* **INSTRUCTION 1**:
According to the cruise review, what were the three overwhelming shortcomings of the cruise?

═══ PAGE EXTRACT ═══

Considering the luxury experience and the six-star rating it advertises and considering the high prices it charges, we expected only the best from Radisson (and had enjoyed ourselves very much on two prior, one-week Radisson Mariner cruises). Flaws that can be accepted from mass-market cruise lines should be the rare exception on a luxury line. When measured against these standards, on the whole, Radisson and Voyager did not measure up on this cruise.
While many aspects of the cruise met at least a five-star standard and some were easily six-star standard, the overall cruise did not provide a truly luxury cruise experience – I would only give it four stars overall. The overwhelming shortcomings to this cruise were the senior on-board hotel staff, the arbitrary changes to an exciting itinerary, and the inconsistent dining.
Let’s start with my expectations and biases. A cruise line (or anyone else) should provide the product advertised. While some “puffery” is to be expected, and while there can be quibbling over the quality of any aspect of a cruise, the product as a whole should measure up to the advertising. On a “luxury line,” I expect (a) consistently excellent continental cuisine, (b) a responsive staff prepared to provide a luxury experience at all levels and to deal with problems quickly and professionally; (c) modern and clean staterooms, (c) well-appointed public areas; (d) unobtrusive service; (e) high quality lecturers, activities, and musical programs; (f) efficient boarding, cabins ready at embarkation; (g) no lining up and waiting for tenders, etc. Where I have not commented here, this ship and line met those expectations fully (e.g., cleanliness, efficient and easy boarding, etc.).

═══ GIVEN INFORMATION ═══

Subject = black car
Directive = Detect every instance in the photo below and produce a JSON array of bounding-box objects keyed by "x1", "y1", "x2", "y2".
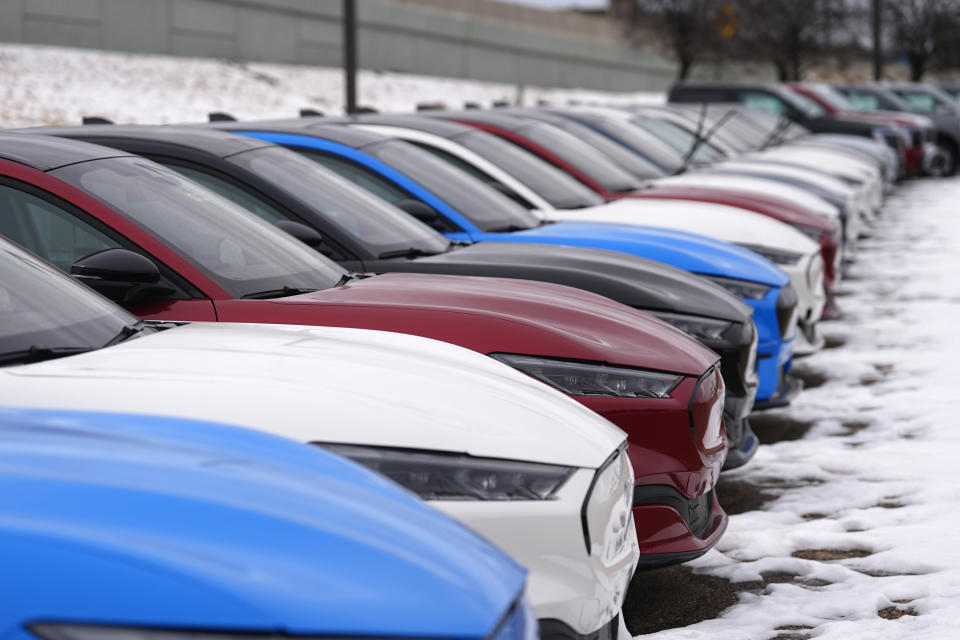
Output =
[
  {"x1": 668, "y1": 82, "x2": 903, "y2": 151},
  {"x1": 20, "y1": 125, "x2": 757, "y2": 468}
]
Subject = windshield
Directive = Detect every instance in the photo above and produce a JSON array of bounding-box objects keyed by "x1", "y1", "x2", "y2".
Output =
[
  {"x1": 452, "y1": 130, "x2": 603, "y2": 209},
  {"x1": 894, "y1": 89, "x2": 957, "y2": 113},
  {"x1": 780, "y1": 91, "x2": 826, "y2": 118},
  {"x1": 516, "y1": 122, "x2": 642, "y2": 193},
  {"x1": 229, "y1": 147, "x2": 450, "y2": 256},
  {"x1": 632, "y1": 116, "x2": 724, "y2": 168},
  {"x1": 363, "y1": 139, "x2": 540, "y2": 231},
  {"x1": 0, "y1": 240, "x2": 137, "y2": 356},
  {"x1": 551, "y1": 119, "x2": 665, "y2": 179},
  {"x1": 568, "y1": 115, "x2": 683, "y2": 175},
  {"x1": 811, "y1": 86, "x2": 857, "y2": 111},
  {"x1": 50, "y1": 157, "x2": 345, "y2": 297}
]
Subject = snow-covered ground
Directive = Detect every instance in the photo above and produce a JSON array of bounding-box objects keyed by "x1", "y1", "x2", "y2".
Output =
[
  {"x1": 0, "y1": 44, "x2": 663, "y2": 127},
  {"x1": 0, "y1": 44, "x2": 960, "y2": 640},
  {"x1": 644, "y1": 178, "x2": 960, "y2": 640}
]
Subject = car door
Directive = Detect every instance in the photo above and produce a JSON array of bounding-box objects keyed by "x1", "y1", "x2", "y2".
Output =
[{"x1": 0, "y1": 177, "x2": 216, "y2": 321}]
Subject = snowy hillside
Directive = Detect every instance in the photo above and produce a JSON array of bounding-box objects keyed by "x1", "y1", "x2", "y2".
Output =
[{"x1": 0, "y1": 44, "x2": 663, "y2": 127}]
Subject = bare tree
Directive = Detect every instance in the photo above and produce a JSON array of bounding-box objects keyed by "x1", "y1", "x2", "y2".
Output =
[
  {"x1": 883, "y1": 0, "x2": 960, "y2": 81},
  {"x1": 733, "y1": 0, "x2": 848, "y2": 81},
  {"x1": 621, "y1": 0, "x2": 723, "y2": 80}
]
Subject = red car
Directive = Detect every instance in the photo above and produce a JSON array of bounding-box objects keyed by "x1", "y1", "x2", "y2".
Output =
[
  {"x1": 429, "y1": 111, "x2": 842, "y2": 292},
  {"x1": 0, "y1": 133, "x2": 727, "y2": 566},
  {"x1": 787, "y1": 82, "x2": 936, "y2": 175}
]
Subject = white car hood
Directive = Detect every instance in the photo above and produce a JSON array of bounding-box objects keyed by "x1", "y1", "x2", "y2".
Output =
[
  {"x1": 746, "y1": 146, "x2": 879, "y2": 181},
  {"x1": 714, "y1": 160, "x2": 853, "y2": 196},
  {"x1": 652, "y1": 172, "x2": 840, "y2": 222},
  {"x1": 0, "y1": 323, "x2": 625, "y2": 468},
  {"x1": 545, "y1": 198, "x2": 820, "y2": 255}
]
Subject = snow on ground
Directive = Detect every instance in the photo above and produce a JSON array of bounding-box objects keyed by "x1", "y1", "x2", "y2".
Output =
[
  {"x1": 643, "y1": 178, "x2": 960, "y2": 640},
  {"x1": 0, "y1": 44, "x2": 663, "y2": 127},
  {"x1": 0, "y1": 44, "x2": 960, "y2": 640}
]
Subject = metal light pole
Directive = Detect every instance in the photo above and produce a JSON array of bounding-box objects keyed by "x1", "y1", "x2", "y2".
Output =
[
  {"x1": 873, "y1": 0, "x2": 883, "y2": 82},
  {"x1": 343, "y1": 0, "x2": 357, "y2": 113}
]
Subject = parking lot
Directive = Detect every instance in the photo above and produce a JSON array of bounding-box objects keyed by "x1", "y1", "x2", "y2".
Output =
[{"x1": 624, "y1": 178, "x2": 960, "y2": 640}]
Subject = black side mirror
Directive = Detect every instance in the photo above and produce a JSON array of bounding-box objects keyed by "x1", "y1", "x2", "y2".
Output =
[
  {"x1": 70, "y1": 249, "x2": 175, "y2": 305},
  {"x1": 395, "y1": 198, "x2": 442, "y2": 229},
  {"x1": 275, "y1": 220, "x2": 323, "y2": 249}
]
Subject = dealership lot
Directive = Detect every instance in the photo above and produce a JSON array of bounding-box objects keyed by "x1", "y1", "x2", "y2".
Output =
[{"x1": 625, "y1": 178, "x2": 960, "y2": 640}]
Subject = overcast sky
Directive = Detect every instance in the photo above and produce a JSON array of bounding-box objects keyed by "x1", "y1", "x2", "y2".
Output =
[{"x1": 500, "y1": 0, "x2": 607, "y2": 11}]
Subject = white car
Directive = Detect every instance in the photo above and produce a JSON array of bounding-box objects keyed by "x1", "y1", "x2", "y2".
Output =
[
  {"x1": 352, "y1": 124, "x2": 824, "y2": 355},
  {"x1": 0, "y1": 242, "x2": 638, "y2": 635}
]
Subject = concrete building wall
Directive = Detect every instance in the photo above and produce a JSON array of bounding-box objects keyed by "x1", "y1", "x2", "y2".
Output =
[{"x1": 0, "y1": 0, "x2": 772, "y2": 91}]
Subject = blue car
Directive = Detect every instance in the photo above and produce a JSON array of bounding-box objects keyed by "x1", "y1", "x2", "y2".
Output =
[
  {"x1": 0, "y1": 409, "x2": 538, "y2": 640},
  {"x1": 234, "y1": 124, "x2": 798, "y2": 407}
]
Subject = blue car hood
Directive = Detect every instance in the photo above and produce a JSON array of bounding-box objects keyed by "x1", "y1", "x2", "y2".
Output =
[
  {"x1": 0, "y1": 409, "x2": 525, "y2": 638},
  {"x1": 496, "y1": 222, "x2": 790, "y2": 286}
]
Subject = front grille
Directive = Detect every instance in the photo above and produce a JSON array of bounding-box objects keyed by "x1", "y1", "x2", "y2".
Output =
[
  {"x1": 633, "y1": 484, "x2": 713, "y2": 537},
  {"x1": 777, "y1": 284, "x2": 800, "y2": 340}
]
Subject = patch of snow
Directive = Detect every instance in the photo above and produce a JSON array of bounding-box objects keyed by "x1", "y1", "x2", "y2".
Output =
[
  {"x1": 0, "y1": 44, "x2": 664, "y2": 127},
  {"x1": 642, "y1": 178, "x2": 960, "y2": 640}
]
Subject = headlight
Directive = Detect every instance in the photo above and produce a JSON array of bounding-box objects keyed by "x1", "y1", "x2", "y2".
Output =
[
  {"x1": 791, "y1": 224, "x2": 824, "y2": 242},
  {"x1": 704, "y1": 276, "x2": 771, "y2": 300},
  {"x1": 740, "y1": 244, "x2": 803, "y2": 266},
  {"x1": 30, "y1": 623, "x2": 298, "y2": 640},
  {"x1": 316, "y1": 443, "x2": 574, "y2": 500},
  {"x1": 647, "y1": 311, "x2": 733, "y2": 340},
  {"x1": 581, "y1": 447, "x2": 636, "y2": 567},
  {"x1": 490, "y1": 353, "x2": 683, "y2": 398}
]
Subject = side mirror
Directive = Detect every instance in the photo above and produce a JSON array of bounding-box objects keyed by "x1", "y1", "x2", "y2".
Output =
[
  {"x1": 275, "y1": 220, "x2": 323, "y2": 249},
  {"x1": 70, "y1": 249, "x2": 175, "y2": 305},
  {"x1": 395, "y1": 198, "x2": 440, "y2": 229}
]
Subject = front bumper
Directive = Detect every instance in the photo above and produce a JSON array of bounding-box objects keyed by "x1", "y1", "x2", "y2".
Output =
[
  {"x1": 430, "y1": 452, "x2": 638, "y2": 638},
  {"x1": 539, "y1": 616, "x2": 630, "y2": 640},
  {"x1": 633, "y1": 486, "x2": 729, "y2": 570},
  {"x1": 723, "y1": 393, "x2": 760, "y2": 471},
  {"x1": 778, "y1": 251, "x2": 827, "y2": 355}
]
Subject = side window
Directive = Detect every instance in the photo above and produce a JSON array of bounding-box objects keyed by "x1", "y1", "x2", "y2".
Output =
[
  {"x1": 159, "y1": 158, "x2": 291, "y2": 223},
  {"x1": 0, "y1": 184, "x2": 120, "y2": 272},
  {"x1": 900, "y1": 91, "x2": 937, "y2": 113},
  {"x1": 294, "y1": 148, "x2": 410, "y2": 203},
  {"x1": 740, "y1": 91, "x2": 787, "y2": 115},
  {"x1": 409, "y1": 140, "x2": 533, "y2": 209},
  {"x1": 847, "y1": 91, "x2": 880, "y2": 111}
]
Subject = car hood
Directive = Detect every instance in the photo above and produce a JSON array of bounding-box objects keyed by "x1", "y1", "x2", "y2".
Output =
[
  {"x1": 0, "y1": 323, "x2": 624, "y2": 467},
  {"x1": 653, "y1": 172, "x2": 840, "y2": 220},
  {"x1": 0, "y1": 410, "x2": 524, "y2": 638},
  {"x1": 747, "y1": 145, "x2": 878, "y2": 180},
  {"x1": 394, "y1": 242, "x2": 752, "y2": 322},
  {"x1": 710, "y1": 160, "x2": 853, "y2": 196},
  {"x1": 269, "y1": 273, "x2": 717, "y2": 376},
  {"x1": 632, "y1": 184, "x2": 836, "y2": 231},
  {"x1": 496, "y1": 222, "x2": 789, "y2": 286},
  {"x1": 550, "y1": 198, "x2": 819, "y2": 254}
]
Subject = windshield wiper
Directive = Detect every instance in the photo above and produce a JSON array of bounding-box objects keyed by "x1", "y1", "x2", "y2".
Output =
[
  {"x1": 0, "y1": 345, "x2": 98, "y2": 365},
  {"x1": 377, "y1": 247, "x2": 443, "y2": 260},
  {"x1": 103, "y1": 320, "x2": 147, "y2": 347},
  {"x1": 240, "y1": 288, "x2": 318, "y2": 300}
]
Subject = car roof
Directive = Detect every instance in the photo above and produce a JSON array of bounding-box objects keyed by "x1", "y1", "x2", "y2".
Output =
[
  {"x1": 10, "y1": 124, "x2": 270, "y2": 158},
  {"x1": 217, "y1": 117, "x2": 393, "y2": 149},
  {"x1": 0, "y1": 130, "x2": 131, "y2": 171},
  {"x1": 354, "y1": 113, "x2": 476, "y2": 138}
]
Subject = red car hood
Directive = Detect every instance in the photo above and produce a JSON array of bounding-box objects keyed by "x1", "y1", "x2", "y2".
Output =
[
  {"x1": 217, "y1": 273, "x2": 718, "y2": 376},
  {"x1": 631, "y1": 185, "x2": 835, "y2": 231}
]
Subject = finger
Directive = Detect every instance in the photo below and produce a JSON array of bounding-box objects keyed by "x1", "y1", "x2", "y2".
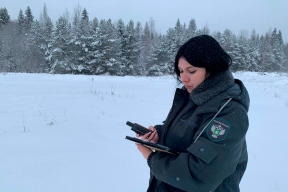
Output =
[
  {"x1": 148, "y1": 125, "x2": 156, "y2": 131},
  {"x1": 147, "y1": 131, "x2": 158, "y2": 141},
  {"x1": 141, "y1": 132, "x2": 152, "y2": 140}
]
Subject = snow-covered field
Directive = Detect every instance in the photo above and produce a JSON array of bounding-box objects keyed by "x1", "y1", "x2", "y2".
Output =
[{"x1": 0, "y1": 72, "x2": 288, "y2": 192}]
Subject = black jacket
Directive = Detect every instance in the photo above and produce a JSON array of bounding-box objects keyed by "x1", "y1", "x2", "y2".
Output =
[{"x1": 147, "y1": 72, "x2": 250, "y2": 192}]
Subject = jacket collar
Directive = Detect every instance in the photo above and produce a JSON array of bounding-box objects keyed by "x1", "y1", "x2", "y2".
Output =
[{"x1": 189, "y1": 69, "x2": 234, "y2": 105}]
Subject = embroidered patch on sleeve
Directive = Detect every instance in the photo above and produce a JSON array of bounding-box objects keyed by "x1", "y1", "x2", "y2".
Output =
[{"x1": 206, "y1": 118, "x2": 231, "y2": 141}]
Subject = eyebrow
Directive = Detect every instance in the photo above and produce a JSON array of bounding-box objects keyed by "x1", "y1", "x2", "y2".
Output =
[{"x1": 178, "y1": 66, "x2": 195, "y2": 69}]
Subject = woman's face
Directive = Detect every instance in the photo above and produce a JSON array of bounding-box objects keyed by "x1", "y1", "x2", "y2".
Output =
[{"x1": 178, "y1": 57, "x2": 206, "y2": 93}]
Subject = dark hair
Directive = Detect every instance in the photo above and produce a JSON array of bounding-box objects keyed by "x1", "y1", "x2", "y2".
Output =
[{"x1": 174, "y1": 35, "x2": 232, "y2": 80}]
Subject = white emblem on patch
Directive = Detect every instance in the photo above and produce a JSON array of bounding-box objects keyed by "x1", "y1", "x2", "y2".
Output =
[{"x1": 211, "y1": 125, "x2": 226, "y2": 139}]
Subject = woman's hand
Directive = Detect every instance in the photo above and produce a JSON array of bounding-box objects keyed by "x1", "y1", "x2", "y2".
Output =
[
  {"x1": 136, "y1": 126, "x2": 159, "y2": 143},
  {"x1": 136, "y1": 143, "x2": 152, "y2": 159}
]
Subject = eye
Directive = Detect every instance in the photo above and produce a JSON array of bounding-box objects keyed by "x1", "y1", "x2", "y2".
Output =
[{"x1": 189, "y1": 70, "x2": 196, "y2": 74}]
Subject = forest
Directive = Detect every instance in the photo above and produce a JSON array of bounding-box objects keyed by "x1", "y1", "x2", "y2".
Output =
[{"x1": 0, "y1": 4, "x2": 288, "y2": 76}]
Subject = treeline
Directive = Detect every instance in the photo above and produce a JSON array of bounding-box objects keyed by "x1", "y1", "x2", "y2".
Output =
[{"x1": 0, "y1": 4, "x2": 288, "y2": 76}]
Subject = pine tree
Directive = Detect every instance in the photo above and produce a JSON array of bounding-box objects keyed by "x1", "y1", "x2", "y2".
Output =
[
  {"x1": 17, "y1": 9, "x2": 25, "y2": 34},
  {"x1": 0, "y1": 7, "x2": 10, "y2": 27},
  {"x1": 270, "y1": 28, "x2": 286, "y2": 71},
  {"x1": 47, "y1": 16, "x2": 72, "y2": 73},
  {"x1": 147, "y1": 36, "x2": 173, "y2": 76},
  {"x1": 89, "y1": 19, "x2": 123, "y2": 75},
  {"x1": 71, "y1": 8, "x2": 93, "y2": 74},
  {"x1": 24, "y1": 6, "x2": 34, "y2": 31},
  {"x1": 184, "y1": 19, "x2": 197, "y2": 42}
]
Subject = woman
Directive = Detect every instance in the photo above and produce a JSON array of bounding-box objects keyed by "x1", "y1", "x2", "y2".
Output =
[{"x1": 137, "y1": 35, "x2": 249, "y2": 192}]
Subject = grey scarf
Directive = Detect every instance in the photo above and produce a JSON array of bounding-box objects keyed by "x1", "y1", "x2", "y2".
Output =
[{"x1": 189, "y1": 69, "x2": 234, "y2": 105}]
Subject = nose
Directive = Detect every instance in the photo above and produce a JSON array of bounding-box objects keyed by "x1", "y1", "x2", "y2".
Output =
[{"x1": 180, "y1": 72, "x2": 189, "y2": 82}]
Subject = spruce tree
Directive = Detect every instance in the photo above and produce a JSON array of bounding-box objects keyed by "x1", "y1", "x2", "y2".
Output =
[
  {"x1": 0, "y1": 7, "x2": 10, "y2": 27},
  {"x1": 24, "y1": 6, "x2": 34, "y2": 31}
]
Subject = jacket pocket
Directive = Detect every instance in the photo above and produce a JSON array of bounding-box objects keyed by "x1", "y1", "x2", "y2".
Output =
[
  {"x1": 187, "y1": 140, "x2": 219, "y2": 173},
  {"x1": 166, "y1": 119, "x2": 199, "y2": 152}
]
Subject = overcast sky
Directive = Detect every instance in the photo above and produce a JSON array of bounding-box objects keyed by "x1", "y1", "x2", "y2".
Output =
[{"x1": 0, "y1": 0, "x2": 288, "y2": 42}]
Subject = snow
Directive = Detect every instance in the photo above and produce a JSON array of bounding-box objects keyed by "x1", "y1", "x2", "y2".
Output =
[{"x1": 0, "y1": 72, "x2": 288, "y2": 192}]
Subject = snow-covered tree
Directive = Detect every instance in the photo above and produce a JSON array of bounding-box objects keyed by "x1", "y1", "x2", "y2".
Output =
[
  {"x1": 89, "y1": 19, "x2": 123, "y2": 75},
  {"x1": 0, "y1": 7, "x2": 10, "y2": 27},
  {"x1": 24, "y1": 6, "x2": 34, "y2": 31},
  {"x1": 17, "y1": 9, "x2": 25, "y2": 34},
  {"x1": 47, "y1": 16, "x2": 72, "y2": 73}
]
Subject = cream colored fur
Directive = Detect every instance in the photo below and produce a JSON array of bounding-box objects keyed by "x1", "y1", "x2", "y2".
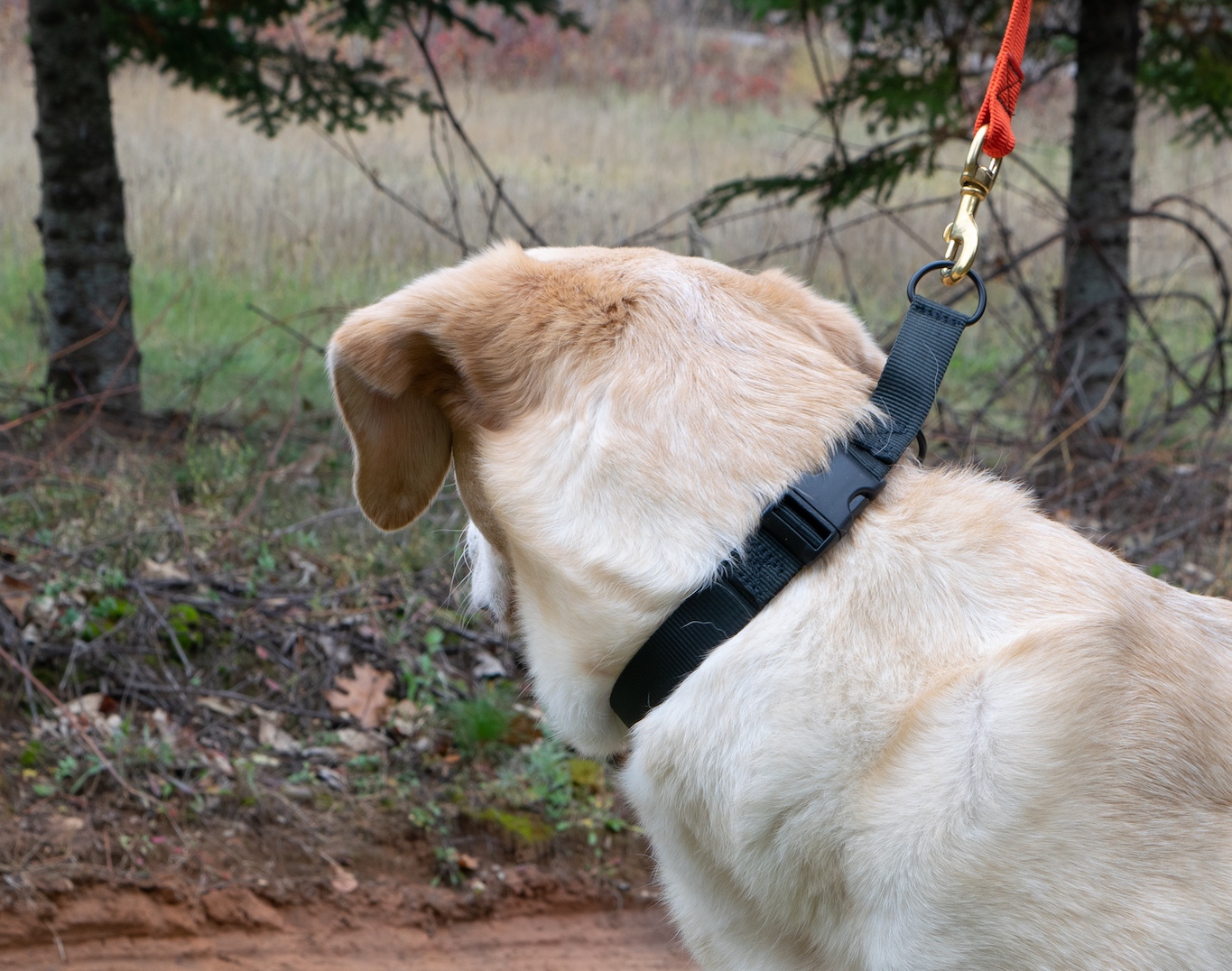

═══

* **INSTRUCTION 2**:
Gather every line of the listing that contains the string "mirror".

* **EXERCISE OUTPUT 1**:
The senior on-board hotel staff, the arbitrary changes to an exciting itinerary, and the inconsistent dining.

* **EXERCISE OUTPUT 2**:
Subject = black side mirror
Subject = side mirror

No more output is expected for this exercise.